Available records
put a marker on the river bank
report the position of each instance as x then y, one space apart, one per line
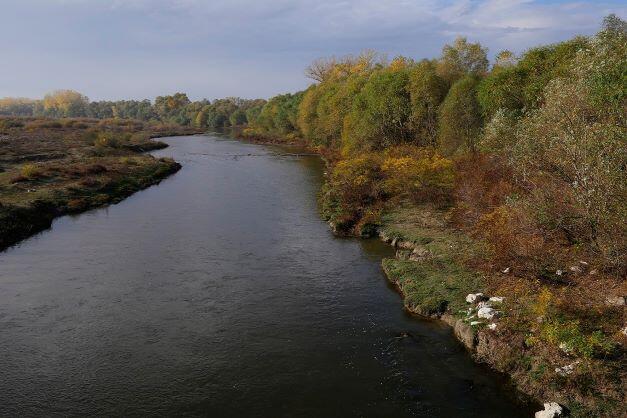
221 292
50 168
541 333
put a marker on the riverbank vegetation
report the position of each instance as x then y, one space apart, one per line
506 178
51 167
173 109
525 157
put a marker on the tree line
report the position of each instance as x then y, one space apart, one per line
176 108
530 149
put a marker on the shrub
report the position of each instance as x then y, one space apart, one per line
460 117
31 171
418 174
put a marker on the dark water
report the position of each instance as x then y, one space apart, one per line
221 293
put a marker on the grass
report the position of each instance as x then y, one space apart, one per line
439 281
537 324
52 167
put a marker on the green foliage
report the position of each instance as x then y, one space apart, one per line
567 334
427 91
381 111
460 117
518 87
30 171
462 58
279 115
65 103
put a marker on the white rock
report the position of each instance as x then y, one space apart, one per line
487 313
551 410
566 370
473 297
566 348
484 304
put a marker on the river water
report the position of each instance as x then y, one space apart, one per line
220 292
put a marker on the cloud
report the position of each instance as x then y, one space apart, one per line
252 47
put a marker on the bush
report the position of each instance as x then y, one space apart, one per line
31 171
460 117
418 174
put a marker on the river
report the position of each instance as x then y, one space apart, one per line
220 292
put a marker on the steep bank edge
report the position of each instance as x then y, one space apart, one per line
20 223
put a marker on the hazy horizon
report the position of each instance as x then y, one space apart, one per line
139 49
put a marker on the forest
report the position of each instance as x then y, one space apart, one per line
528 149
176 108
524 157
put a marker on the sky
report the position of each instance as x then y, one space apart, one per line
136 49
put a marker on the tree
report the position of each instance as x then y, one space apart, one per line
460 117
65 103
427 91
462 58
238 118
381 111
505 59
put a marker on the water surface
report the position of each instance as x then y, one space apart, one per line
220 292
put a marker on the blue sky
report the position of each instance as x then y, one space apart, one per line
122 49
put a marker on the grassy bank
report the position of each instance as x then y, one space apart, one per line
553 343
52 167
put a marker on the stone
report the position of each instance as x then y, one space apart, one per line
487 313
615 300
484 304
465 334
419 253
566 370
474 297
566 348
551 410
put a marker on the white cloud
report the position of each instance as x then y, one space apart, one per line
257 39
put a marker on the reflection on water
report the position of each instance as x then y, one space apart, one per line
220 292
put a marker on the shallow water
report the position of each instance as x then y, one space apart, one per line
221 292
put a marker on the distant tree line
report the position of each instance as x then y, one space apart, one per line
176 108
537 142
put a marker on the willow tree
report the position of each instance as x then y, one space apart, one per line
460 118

Given request
Rewrite all the items above, changing "put a marker on" to "place a pin on" and leaving everything else as it is. Omit the pictures from your answer.

Exercise response
place a pin on the river bank
report the position of each instance as x then y, one space apart, one per line
221 292
50 168
541 333
place a pin on the riverbank vegetation
report the position of each instance as x then y, one space apart, one per line
506 178
51 167
173 109
525 157
place a pin on the tree line
report the position of each instance as x then y, one space apart, one per line
176 108
530 149
place a pin on the shrub
report the position of each instance as x then y, one space apart, one per line
460 117
31 171
418 174
place a pin on the dark water
report the position of each instance as x then y, one space apart, one per line
221 293
place a pin on the grass
report the position of each instance as x then y, one space apart, one per line
439 281
537 324
52 167
place a pin on the green foliage
report the position of each instance as x then y, one space apart, one per line
567 334
427 91
381 111
460 117
518 87
30 171
462 58
279 115
65 103
place a pin on the white rock
report the position of each instance as x then y, one space apart, one per line
487 313
551 410
566 370
473 297
566 348
484 304
place a pin on the river water
report the position of each instance as x then y, one space apart, one per line
220 292
place a pin on the cloud
report the position of each instance as x then y, one space apart, one per line
252 47
place a pin on the bush
report the position of each instance as x then y, one space apart, one per line
31 171
460 117
418 174
place a pin on the river
report the position of each instance as x then y, one space apart, one per line
220 292
place a pin on the steep bank edge
report the position of each instance as x then y, one space apart, one per line
20 223
place a pin on the hazy horizon
report the position of each instance as x then y, one space apart, one per line
139 49
place a pin on the forest
report the position of each instance as x then y, one space apart, one per line
528 149
176 108
524 157
place a pin on the sky
report the position of each instance as x then y, one space apart, one per line
136 49
place a pin on the tree
report the position of each instance as x then y, one space apart, one per line
460 117
65 103
427 91
462 58
238 118
381 111
505 59
place a pin on the water surface
report the position of each instance as x then y, one space apart, one per line
220 292
place a pin on the blue sky
report the position of each instance as x then y, one space apart, one per line
122 49
place a pin on the grassy bank
report the position of each instance as x then y, one space apart, one per line
553 343
52 167
place a pin on the stone
report the position of each instance as x then y, one space apart, one per line
487 313
615 300
484 304
465 334
419 253
566 370
474 297
566 348
551 410
place a pin on the white cloud
report the position of each instance as x then y, one space apart, one per line
257 39
place a pin on the reflection on water
report the position of each instance as x then y, one space apart, one per line
220 292
place a pin on the shallow water
report the position of each instance as x then y, one space apart, one per line
221 292
place a pin on the distant tree line
report the position of each instance as x then y, one space apart, one per line
176 108
537 142
place a pin on the willow tree
report the position of each instance as x then y, one space apart, one per line
460 118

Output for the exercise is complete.